- **DIRECTIONS**:
A. Answer these questions about the article on the US accusing Russia of election hacking:
(i) Since what month have US media and Clinton supporters blamed Russian hackers for the break-in?
(ii) Which newspaper reported that the US government was officially accusing Russia?
(iii) What is the name of Putin's spokesman?
B. Rescale the entries from the line with "Where can the tree" to the line with "<point>288,131</point>", both ends included, and give only those lines, requests too. Multiply each answer coordinate by 1.35 and round to whole numbers, halves up, leaving the sample points in the requests unchanged.

- **SOURCE DOCUMENT**:

══════════════════════════════

From Strategic Culture
The Obama administration is now accusing Russia of cyber-crime and trying to disrupt the US presidential election. The claim is so far-fetched, it is hardly credible. More credible is that the US is reeling from Putin's stunning humiliation earlier this week.
Since June, US media and supporters of Democrat presidential contender Hillary Clinton have been blaming Russian state-sponsored hackers for breaking into the Democratic party's database.
It is further alleged that Moscow is stealthily trying to influence the outcome of the election, by releasing damaging information on Clinton, which might favor Republican candidate Donald Trump.
Russia has vehemently denied any connection to the cyber-crime charges, or trying to disrupt the November poll.
Now the Obama administration has stepped into the fray by openly accusing Russia. "US government officially accuses Russia of hacking campaign to interfere with elections," reported the Washington Post.
This takes the row to a whole new level. No longer are the insinuations a matter of private, partisan opinion. The US government is officially labeling the Russian state for cyber-crime and political subversion.
Predictably, following the latest allegations, there are calls among American lawmakers for ramping up more economic sanctions against Russia. While US intelligence figures are urging for retaliatory cyber-attacks on Russian government facilities.
Vladimir Putin's spokesman Dmitry Peskov derided the US claims as rubbish. He noted that the Kremlin's computer system incurs hundreds of hacking attempts every day, many of which can be traced to American origin, but Moscow doesn't turn around and blame the US government for such cyber-attacks.

══════════════════════════════

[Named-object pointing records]

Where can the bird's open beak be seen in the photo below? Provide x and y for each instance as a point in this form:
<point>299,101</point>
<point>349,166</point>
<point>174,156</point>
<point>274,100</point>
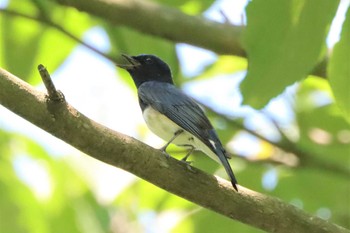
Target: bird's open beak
<point>133,63</point>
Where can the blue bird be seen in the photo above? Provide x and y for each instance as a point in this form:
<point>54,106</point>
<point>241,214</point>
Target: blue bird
<point>170,113</point>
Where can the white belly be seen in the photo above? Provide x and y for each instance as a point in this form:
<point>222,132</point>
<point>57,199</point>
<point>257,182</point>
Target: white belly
<point>165,128</point>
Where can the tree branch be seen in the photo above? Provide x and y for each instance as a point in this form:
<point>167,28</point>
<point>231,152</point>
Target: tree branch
<point>288,146</point>
<point>63,121</point>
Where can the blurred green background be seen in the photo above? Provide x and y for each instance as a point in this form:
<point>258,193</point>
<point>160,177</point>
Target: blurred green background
<point>288,131</point>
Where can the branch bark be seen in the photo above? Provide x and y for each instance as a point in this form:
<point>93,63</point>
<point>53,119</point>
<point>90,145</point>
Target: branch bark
<point>63,121</point>
<point>172,24</point>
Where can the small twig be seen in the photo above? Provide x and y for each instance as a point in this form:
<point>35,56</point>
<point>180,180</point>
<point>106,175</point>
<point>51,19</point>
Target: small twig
<point>53,94</point>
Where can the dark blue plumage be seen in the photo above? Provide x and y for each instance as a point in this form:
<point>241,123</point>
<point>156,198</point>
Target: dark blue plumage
<point>170,113</point>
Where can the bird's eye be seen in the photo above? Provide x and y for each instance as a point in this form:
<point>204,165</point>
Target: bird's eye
<point>149,61</point>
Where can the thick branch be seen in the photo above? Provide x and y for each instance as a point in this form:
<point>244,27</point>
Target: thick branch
<point>63,121</point>
<point>172,24</point>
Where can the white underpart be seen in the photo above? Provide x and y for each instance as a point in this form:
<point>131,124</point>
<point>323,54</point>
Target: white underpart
<point>165,128</point>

══════════════════════════════

- **EXPECTED OUTPUTS**:
A.
(i) June
(ii) The Washington Post
(iii) Dmitry Peskov

B.
Where can the tree branch be seen in the photo above? Provide x and y for each instance as a point in this form:
<point>167,28</point>
<point>231,152</point>
Target: tree branch
<point>389,197</point>
<point>85,163</point>
Where can the blurred green background be seen in the photo above? Provide x and y for each instance as a point in this form:
<point>258,193</point>
<point>160,177</point>
Target: blurred green background
<point>389,177</point>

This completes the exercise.